▶ **Task statement**
Duplicate the blog post on autism and religious faith below, word for word and in full.

▶ **Supplied text**
05 April 2006

Autism and God

I’ve written briefly about autism and religion in No wheelchairs in heaven? What about autism? Recently, I’ve been giving a bit more thought to the subject. The discussion that follows is primarily from a Christian perspective, mainly because that’s the one I’m most familiar with, but I believe the basic concepts transcend any particular faith or denomination.

One of the many things that all parents must think about is what – and how – to teach their kids about religious and spiritual matters and how important religious practice will be to the family in day-to-day life. This is no less an important matter for parents with autistic children, though the approach and expectations of parents may need to be adjusted to suit the needs of the child.

Many blogs by parents of autistic children discuss the importance of religious faith in their lives and how it helps their family find needed strength and understanding. Some of these also discuss questions of accomodation and acceptance within their church, with varying degrees of success. It is along these lines that the story of Matthew, a 10-year old autistic boy in Phoenix whose family is in a dispute with the Catholic Church over accomodations for Communion, has been told in various news stories.

A quick summary of the situation:

The Catholic Church has told the parents of a 10-year-old autistic boy that, because the child cannot consume the host, he is not receiving Communion properly. Until he does, church officials say, he cannot partake of the church's most meaningful sacrament.

According to a letter from Bishop Thomas J. Olmsted, delivered to the Lake Havasu City family on Feb. 12, the boy cannot accept Communion in the Catholic Church until he can "actually receive the Eucharist, actually take and eat."
Beyond the practices of specific denominations, or individual congregations, this situation raises the even more important question to parents: “What does God (in this case, the Catholic version) think about this boy who is unable to physically accept the Eucharist?” There are several articles and blogs that address this question from a theological standpoint, so I’m not going to go into any detail here (see the list of various news stories linked to above.) But it is a question that believers of all faiths and denominations must grapple with.

▶ **Dataset entries**
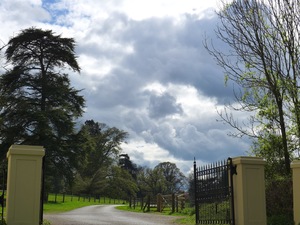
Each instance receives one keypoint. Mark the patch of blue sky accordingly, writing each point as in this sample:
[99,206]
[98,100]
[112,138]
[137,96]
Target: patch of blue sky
[57,11]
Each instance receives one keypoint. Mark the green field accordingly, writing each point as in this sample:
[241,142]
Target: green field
[62,203]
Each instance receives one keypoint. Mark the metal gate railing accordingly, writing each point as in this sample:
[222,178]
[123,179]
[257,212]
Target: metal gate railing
[2,196]
[214,202]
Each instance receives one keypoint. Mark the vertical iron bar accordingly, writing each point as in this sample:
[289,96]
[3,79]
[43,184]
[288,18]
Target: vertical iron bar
[3,190]
[232,172]
[196,190]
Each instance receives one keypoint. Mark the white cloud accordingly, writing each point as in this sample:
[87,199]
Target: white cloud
[144,70]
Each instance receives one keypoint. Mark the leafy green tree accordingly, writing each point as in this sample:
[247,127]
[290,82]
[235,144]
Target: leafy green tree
[165,178]
[175,181]
[120,184]
[264,61]
[102,149]
[38,104]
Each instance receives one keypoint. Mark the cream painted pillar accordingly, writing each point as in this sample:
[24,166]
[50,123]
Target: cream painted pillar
[249,191]
[24,184]
[296,190]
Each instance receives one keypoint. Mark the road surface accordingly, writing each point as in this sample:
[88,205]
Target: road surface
[107,215]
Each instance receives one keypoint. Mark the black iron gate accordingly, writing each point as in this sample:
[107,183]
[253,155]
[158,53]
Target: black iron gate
[214,193]
[2,188]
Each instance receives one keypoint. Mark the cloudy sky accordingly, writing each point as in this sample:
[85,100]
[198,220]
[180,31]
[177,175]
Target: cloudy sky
[144,70]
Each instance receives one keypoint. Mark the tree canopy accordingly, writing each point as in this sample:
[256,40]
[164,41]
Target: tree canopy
[263,60]
[38,104]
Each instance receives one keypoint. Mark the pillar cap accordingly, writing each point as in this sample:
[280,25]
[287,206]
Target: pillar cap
[248,160]
[26,150]
[295,164]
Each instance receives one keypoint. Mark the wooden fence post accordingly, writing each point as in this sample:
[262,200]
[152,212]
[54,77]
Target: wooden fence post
[249,191]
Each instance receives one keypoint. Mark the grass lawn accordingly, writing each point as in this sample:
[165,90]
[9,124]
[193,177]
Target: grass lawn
[58,204]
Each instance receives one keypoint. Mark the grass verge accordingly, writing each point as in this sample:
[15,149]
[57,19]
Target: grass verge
[187,217]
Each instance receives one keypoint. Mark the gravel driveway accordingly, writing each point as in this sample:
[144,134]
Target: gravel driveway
[107,215]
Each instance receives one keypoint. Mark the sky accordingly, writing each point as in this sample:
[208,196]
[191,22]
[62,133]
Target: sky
[144,69]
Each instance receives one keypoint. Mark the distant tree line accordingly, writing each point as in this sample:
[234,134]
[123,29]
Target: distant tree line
[39,106]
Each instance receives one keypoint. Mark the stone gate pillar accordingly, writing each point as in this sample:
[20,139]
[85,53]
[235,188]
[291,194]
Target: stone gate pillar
[249,191]
[24,184]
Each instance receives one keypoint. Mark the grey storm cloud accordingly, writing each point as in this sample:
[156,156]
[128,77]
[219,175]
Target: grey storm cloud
[163,105]
[121,57]
[164,52]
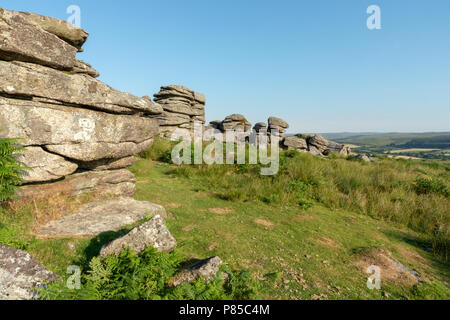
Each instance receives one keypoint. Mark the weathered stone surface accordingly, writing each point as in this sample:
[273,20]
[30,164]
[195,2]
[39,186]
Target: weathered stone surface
[20,274]
[86,68]
[215,124]
[326,147]
[207,269]
[62,29]
[313,150]
[277,122]
[108,164]
[75,133]
[153,233]
[260,127]
[295,143]
[182,107]
[108,183]
[236,122]
[101,216]
[44,166]
[173,119]
[320,143]
[31,80]
[23,41]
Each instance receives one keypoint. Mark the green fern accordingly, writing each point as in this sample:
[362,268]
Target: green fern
[10,168]
[147,276]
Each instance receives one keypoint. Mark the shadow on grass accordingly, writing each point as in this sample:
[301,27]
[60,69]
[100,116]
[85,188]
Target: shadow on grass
[437,260]
[95,245]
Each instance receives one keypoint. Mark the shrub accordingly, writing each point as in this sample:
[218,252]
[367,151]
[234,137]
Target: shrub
[10,168]
[147,276]
[428,185]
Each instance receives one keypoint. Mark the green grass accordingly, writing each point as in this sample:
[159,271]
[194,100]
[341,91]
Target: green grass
[292,247]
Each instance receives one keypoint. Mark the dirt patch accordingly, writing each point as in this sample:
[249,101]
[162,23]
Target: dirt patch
[327,242]
[389,270]
[265,223]
[221,210]
[173,205]
[411,256]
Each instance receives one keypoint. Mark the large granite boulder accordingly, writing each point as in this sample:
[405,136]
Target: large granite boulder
[295,143]
[21,274]
[31,80]
[68,121]
[76,133]
[153,233]
[236,122]
[23,41]
[44,166]
[101,216]
[325,147]
[182,107]
[277,127]
[99,183]
[62,29]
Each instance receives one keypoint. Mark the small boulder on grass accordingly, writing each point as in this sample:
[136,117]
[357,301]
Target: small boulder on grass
[152,233]
[207,269]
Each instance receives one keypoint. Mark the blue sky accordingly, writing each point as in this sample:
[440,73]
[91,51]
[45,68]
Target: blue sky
[311,62]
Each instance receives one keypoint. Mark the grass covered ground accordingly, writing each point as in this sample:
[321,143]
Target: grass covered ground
[308,233]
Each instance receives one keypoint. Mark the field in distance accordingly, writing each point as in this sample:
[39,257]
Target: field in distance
[432,145]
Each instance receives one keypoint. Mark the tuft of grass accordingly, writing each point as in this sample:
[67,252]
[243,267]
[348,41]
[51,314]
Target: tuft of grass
[413,194]
[147,276]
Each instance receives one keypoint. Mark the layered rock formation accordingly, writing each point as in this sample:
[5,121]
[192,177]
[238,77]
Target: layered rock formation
[21,275]
[182,107]
[68,121]
[153,233]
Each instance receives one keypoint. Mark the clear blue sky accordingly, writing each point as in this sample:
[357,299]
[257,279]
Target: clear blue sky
[312,62]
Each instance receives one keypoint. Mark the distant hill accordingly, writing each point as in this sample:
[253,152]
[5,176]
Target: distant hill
[430,145]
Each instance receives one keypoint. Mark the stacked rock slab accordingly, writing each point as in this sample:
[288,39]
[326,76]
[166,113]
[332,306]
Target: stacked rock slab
[78,132]
[182,107]
[21,275]
[278,125]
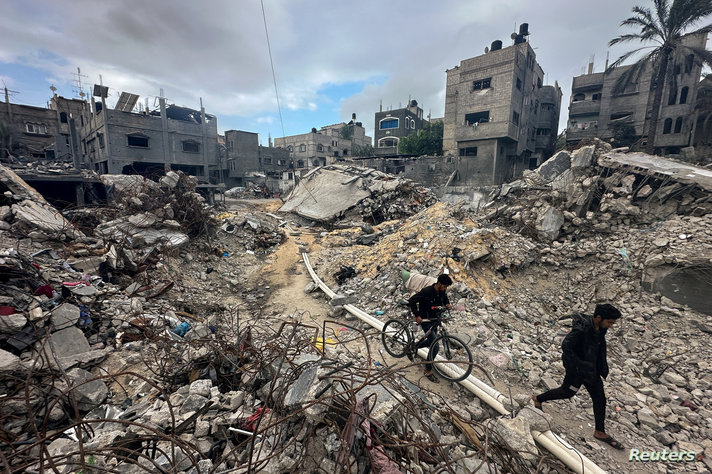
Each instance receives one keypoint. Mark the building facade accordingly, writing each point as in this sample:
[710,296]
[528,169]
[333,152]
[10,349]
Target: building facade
[596,111]
[325,146]
[121,141]
[392,125]
[500,119]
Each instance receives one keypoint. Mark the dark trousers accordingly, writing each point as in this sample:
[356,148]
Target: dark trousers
[428,341]
[571,385]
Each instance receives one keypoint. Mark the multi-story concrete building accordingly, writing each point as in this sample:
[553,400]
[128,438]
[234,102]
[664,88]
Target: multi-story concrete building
[31,132]
[247,161]
[391,126]
[500,118]
[596,111]
[121,141]
[324,146]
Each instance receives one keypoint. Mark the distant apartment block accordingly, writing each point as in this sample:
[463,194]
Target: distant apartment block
[391,126]
[595,111]
[327,145]
[500,118]
[122,141]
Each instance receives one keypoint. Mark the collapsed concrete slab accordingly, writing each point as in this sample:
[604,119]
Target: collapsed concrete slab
[328,193]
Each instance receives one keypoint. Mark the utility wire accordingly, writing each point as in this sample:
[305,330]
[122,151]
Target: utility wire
[274,78]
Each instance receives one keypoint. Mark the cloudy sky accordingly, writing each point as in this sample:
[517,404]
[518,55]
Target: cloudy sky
[331,58]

▶ **Answer in full**
05 April 2006

Autism and God

I’ve written briefly about autism and religion in No wheelchairs in heaven? What about autism? Recently, I’ve been giving a bit more thought to the subject. The discussion that follows is primarily from a Christian perspective, mainly because that’s the one I’m most familiar with, but I believe the basic concepts transcend any particular faith or denomination.

One of the many things that all parents must think about is what – and how – to teach their kids about religious and spiritual matters and how important religious practice will be to the family in day-to-day life. This is no less an important matter for parents with autistic children, though the approach and expectations of parents may need to be adjusted to suit the needs of the child.

Many blogs by parents of autistic children discuss the importance of religious faith in their lives and how it helps their family find needed strength and understanding. Some of these also discuss questions of accomodation and acceptance within their church, with varying degrees of success. It is along these lines that the story of Matthew, a 10-year old autistic boy in Phoenix whose family is in a dispute with the Catholic Church over accomodations for Communion, has been told in various news stories.

A quick summary of the situation:

The Catholic Church has told the parents of a 10-year-old autistic boy that, because the child cannot consume the host, he is not receiving Communion properly. Until he does, church officials say, he cannot partake of the church's most meaningful sacrament.

According to a letter from Bishop Thomas J. Olmsted, delivered to the Lake Havasu City family on Feb. 12, the boy cannot accept Communion in the Catholic Church until he can "actually receive the Eucharist, actually take and eat."
Beyond the practices of specific denominations, or individual congregations, this situation raises the even more important question to parents: “What does God (in this case, the Catholic version) think about this boy who is unable to physically accept the Eucharist?” There are several articles and blogs that address this question from a theological standpoint, so I’m not going to go into any detail here (see the list of various news stories linked to above.) But it is a question that believers of all faiths and denominations must grapple with.